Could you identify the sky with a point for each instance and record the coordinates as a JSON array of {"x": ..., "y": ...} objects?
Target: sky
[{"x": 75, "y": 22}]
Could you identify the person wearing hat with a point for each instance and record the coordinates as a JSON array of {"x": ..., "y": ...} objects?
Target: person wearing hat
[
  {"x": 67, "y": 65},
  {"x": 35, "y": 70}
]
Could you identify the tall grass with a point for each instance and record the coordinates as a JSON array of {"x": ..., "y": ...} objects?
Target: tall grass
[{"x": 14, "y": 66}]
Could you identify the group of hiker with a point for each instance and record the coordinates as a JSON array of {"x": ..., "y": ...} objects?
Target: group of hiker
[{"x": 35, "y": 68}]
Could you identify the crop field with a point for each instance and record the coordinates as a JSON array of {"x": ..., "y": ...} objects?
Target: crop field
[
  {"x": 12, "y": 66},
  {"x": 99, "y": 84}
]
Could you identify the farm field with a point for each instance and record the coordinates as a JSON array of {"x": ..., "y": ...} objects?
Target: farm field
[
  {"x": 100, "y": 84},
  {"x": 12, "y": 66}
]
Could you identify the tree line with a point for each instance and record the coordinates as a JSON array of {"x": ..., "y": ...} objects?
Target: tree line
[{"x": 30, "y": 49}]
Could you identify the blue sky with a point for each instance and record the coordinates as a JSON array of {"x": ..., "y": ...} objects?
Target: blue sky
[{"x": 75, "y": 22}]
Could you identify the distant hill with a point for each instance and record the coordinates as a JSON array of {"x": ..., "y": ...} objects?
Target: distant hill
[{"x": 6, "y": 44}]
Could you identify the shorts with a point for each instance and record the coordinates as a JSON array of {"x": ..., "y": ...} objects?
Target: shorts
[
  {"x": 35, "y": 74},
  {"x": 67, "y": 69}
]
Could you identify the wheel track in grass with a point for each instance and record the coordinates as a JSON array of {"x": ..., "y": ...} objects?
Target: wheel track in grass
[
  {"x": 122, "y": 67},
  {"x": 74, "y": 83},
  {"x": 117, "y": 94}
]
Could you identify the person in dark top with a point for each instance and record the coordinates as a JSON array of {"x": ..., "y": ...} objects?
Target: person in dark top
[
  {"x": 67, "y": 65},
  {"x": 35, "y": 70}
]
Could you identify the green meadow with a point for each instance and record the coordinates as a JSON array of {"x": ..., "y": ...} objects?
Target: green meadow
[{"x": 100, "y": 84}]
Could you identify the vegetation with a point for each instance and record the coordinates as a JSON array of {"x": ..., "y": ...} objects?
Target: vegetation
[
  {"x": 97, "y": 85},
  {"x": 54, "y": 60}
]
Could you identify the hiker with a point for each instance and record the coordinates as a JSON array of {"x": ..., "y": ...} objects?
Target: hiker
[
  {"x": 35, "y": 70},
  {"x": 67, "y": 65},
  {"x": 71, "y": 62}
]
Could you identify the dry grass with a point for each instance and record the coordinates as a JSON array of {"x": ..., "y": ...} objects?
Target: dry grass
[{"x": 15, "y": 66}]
----------
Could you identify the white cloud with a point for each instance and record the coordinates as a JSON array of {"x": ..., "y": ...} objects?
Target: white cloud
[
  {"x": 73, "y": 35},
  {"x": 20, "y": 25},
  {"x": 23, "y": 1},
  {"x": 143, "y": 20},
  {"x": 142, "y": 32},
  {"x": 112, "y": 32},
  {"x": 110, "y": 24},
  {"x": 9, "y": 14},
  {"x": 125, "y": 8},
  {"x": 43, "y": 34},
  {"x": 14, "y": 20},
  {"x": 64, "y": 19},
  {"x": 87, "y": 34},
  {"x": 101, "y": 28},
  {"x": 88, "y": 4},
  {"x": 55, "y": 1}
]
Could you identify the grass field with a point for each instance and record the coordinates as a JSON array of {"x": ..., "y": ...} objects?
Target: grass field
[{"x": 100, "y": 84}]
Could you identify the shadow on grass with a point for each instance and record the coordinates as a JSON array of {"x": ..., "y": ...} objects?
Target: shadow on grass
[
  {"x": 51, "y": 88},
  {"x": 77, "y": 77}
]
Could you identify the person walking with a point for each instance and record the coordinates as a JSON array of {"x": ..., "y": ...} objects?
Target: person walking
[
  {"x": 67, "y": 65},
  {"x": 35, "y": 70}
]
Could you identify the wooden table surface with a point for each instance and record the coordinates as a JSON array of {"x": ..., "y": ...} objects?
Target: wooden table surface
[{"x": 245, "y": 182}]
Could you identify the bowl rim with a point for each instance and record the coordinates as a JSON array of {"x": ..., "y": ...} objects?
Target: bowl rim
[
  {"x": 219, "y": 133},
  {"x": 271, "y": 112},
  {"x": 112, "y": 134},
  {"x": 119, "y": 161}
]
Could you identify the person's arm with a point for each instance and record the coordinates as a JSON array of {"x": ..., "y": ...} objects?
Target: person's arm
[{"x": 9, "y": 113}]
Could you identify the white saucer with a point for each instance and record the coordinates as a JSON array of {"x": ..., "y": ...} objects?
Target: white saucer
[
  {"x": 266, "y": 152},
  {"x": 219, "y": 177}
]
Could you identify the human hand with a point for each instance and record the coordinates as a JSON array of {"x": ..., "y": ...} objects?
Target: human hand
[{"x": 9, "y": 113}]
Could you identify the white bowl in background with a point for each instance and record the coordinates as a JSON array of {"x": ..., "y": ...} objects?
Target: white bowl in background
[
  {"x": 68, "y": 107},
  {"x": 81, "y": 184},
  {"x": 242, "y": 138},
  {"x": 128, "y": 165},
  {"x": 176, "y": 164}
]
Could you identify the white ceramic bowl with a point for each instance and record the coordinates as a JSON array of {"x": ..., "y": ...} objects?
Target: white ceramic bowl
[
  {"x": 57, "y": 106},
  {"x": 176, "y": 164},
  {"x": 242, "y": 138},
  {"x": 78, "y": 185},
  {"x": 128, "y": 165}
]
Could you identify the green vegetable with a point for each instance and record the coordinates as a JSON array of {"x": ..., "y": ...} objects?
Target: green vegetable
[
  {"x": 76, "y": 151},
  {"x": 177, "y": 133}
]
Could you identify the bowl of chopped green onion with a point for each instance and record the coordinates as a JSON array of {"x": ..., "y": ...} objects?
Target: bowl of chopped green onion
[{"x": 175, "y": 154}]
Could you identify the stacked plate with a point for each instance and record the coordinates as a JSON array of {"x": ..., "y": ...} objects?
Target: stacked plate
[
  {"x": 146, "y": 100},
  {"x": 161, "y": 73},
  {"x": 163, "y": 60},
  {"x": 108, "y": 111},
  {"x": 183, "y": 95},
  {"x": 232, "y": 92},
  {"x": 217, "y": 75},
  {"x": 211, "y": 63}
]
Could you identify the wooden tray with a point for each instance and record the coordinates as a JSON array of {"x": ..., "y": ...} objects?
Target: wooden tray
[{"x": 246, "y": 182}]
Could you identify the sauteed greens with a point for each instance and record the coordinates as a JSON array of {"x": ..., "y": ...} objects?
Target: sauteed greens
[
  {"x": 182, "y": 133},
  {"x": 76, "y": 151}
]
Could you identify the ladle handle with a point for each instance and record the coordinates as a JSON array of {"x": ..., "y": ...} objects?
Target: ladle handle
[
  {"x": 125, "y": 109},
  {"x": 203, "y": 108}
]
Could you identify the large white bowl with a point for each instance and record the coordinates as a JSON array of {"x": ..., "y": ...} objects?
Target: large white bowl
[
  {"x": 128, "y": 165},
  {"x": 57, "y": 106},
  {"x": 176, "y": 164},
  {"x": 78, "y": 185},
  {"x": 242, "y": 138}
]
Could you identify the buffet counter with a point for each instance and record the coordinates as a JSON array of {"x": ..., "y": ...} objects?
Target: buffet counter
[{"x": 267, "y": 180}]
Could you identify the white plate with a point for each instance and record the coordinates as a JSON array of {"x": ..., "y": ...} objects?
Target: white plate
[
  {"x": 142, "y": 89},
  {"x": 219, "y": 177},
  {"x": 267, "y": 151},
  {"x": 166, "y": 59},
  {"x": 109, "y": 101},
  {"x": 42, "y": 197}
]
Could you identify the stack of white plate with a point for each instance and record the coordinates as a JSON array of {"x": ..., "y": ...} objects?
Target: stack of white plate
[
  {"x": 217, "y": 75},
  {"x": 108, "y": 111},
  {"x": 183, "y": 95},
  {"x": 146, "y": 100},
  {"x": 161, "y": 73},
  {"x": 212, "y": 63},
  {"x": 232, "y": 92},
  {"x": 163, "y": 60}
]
----------
▶ **Exercise goal**
Lines wanted from the listing above: the line with "Target: person's arm" up to and including the line with "Could you identify the human". Please write them out exactly, adding nothing else.

▶ **Solution to the problem**
Target: person's arm
[{"x": 9, "y": 113}]
Could you identify the white saucer with a point for each instance and record the coordinates as a JSON array of {"x": ..., "y": ...} objects?
Target: white saucer
[
  {"x": 266, "y": 152},
  {"x": 219, "y": 177}
]
Could you identify the human hand with a point for each instance and record the coordinates as a JSON array of {"x": ..., "y": ...} objects?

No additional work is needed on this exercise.